● **Material to process**
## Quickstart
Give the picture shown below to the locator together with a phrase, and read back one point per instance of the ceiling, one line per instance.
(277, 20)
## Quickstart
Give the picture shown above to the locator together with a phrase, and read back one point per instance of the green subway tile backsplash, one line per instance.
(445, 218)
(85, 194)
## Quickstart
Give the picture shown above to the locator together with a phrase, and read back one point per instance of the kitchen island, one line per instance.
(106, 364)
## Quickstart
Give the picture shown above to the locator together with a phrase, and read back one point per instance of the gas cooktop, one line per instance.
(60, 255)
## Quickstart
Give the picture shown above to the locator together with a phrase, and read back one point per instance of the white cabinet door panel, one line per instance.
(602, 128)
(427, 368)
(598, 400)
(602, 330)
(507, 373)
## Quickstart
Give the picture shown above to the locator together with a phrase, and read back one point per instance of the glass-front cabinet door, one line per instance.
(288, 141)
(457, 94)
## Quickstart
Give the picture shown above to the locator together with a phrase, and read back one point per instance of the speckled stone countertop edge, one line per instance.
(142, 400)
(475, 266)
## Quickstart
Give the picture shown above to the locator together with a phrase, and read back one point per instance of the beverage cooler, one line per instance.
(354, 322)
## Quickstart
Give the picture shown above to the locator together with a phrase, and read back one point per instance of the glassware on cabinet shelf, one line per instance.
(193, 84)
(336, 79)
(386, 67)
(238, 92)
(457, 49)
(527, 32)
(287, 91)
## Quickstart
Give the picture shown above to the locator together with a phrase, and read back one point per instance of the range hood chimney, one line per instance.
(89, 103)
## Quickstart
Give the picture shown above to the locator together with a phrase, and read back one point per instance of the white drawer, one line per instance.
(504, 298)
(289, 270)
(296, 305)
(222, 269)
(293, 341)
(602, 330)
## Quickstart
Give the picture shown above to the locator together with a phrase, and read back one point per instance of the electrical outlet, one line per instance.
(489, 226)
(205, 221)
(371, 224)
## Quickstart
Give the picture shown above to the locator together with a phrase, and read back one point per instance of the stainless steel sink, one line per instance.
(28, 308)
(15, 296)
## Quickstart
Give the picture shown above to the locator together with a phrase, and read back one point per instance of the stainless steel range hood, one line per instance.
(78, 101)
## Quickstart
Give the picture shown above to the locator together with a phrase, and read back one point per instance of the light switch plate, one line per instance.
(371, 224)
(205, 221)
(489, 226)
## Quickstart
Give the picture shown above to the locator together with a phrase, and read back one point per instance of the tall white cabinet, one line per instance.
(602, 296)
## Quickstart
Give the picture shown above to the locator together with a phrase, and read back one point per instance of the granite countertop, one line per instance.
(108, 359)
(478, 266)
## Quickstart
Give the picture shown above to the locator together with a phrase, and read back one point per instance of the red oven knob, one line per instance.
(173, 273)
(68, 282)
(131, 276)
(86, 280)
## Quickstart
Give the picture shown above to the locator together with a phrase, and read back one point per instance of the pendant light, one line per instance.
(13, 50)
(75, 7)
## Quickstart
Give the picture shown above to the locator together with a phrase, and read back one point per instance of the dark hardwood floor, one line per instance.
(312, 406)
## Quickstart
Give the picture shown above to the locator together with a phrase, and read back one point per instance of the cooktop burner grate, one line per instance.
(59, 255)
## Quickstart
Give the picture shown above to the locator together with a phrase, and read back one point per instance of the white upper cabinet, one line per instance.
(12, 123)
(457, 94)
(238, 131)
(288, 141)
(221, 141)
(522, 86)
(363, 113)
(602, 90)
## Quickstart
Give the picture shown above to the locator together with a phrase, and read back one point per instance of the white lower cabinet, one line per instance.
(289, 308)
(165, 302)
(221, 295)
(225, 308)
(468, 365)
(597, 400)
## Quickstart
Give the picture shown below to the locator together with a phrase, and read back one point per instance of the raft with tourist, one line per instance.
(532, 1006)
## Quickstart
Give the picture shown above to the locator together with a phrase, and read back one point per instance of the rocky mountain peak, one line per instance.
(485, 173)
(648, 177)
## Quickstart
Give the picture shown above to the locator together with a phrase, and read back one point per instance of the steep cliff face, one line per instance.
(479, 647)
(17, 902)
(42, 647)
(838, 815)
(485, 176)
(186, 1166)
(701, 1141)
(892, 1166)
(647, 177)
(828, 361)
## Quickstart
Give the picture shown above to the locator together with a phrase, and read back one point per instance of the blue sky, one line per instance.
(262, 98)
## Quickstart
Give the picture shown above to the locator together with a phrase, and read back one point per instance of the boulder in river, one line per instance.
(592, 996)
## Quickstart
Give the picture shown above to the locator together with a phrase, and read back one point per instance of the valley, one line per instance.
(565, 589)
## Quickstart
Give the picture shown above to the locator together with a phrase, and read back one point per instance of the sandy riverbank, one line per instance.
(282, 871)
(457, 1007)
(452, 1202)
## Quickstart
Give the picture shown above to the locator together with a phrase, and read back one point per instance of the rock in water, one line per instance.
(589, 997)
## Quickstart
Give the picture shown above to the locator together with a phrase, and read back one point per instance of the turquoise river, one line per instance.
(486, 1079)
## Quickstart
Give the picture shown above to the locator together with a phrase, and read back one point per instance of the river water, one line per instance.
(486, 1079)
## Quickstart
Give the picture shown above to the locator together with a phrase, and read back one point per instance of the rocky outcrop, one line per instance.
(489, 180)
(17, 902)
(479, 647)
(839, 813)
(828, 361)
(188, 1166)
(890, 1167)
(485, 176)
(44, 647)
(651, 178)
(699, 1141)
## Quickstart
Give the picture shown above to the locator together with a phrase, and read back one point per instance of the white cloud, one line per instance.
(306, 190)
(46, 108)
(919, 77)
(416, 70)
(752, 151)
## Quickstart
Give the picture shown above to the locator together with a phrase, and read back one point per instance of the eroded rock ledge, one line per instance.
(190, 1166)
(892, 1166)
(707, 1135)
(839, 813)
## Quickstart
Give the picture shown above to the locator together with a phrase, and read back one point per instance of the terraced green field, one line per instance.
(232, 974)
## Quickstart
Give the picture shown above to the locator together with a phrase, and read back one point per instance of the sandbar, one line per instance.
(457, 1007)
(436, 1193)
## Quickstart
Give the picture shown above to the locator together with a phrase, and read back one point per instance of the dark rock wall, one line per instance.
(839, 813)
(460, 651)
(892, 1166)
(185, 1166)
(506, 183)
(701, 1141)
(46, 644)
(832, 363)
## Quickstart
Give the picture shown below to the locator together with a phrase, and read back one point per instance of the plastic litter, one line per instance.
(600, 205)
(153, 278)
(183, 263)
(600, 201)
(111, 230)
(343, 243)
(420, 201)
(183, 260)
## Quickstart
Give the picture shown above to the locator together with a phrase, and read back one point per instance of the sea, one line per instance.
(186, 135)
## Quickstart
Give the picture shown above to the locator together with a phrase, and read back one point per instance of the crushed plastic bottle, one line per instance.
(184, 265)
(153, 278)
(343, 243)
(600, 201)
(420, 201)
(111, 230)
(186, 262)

● **To do**
List every line above that contains the word "hood".

● **Answer to this exercise**
Give the picture shown above to the locator together with a phrase, and read back one point per instance of the range hood chimney, one line per instance.
Give the picture shown above to the locator together with a phrase, and read back one point per instance of the stainless steel range hood, one line per instance.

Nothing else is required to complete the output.